(Passage provided):
● ● ●

# Homemade Pumpkin Puree



## Ms. Wicked (Nov 14, 2006)

For at least ten or 12 years now, I have been making my own, homemade pumpkin puree instead of using a canned product. (Sorry Libby's!). I make it from pumpkins that I usually grow, or from tasty cooking varieties that are plentiful in the stores this time of year.

I then use the puree in cooking and (mostly) baking.

It's very simple. I made some today with a pumpkin from this year's harvest. Here's what I did:

1. Preheat oven to 325. (You don't want it too hot so that pumpkin cooks thoroughly but does not brown.)

2. Cut pumpkin in half or quarters. Scoop/scrape out the seeds and guts.

3. Cut prepared pumpkin into wedges.

4. Using plain vegetable oil (you do not want to add flavor), brush the bottom of a baking sheet(s).

5. Place pumpkin wedges on baking sheet and brush more oil on top of wedges to prevent drying out in the oven.

6. Bake pumpkin until the skin shrivels slightly and the flesh is soft and flakey. Turn pumpkin part way during cooking time. Baking time will vary based upon the size of wedges.

7. Remove skin from flesh; it cuts away quite easily.

● ● ●

(Material):
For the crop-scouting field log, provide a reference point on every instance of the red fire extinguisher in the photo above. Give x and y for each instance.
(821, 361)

● ● ●

(Problems):
1 > Render this sentence from the pumpkin puree post in Spanish: "I then use the puree in cooking and (mostly) baking."
2 > Write the next part of the pumpkin puree post, beginning after step 7.
The data have no connection to the pumpkin puree post.

(Responses per task):
1 > Luego uso el puré para cocinar y (sobre todo) para hornear.

2 >
8. Place flesh in a bowl, blender or food processor and puree until smooth. Cover and store in fridge until use.

And that's it! I told you it was easy!!!! The flavor and texture of your culinary creations will be far superior using a fresh product.

*Cut pumpkin and remove seeds and guts; place on oiled sheet and brush top of wedges with oil:*









*Remove skin from flesh.*









*Place flesh in bowl, blender or food processor. puree until smooth.*


----------



## JohnnyL (Aug 17, 2006)

Poor pumpkin! 

Haha, this is much easier than I assumed it would be, thx for sharing.


----------



## RoxyBlue (Oct 6, 2008)

I'm so wanting some pumpkin pie right about now


----------



## fick209 (Aug 31, 2009)

I do the same thing except instead of pumpkins, I use butternut squash, just my preferred taste.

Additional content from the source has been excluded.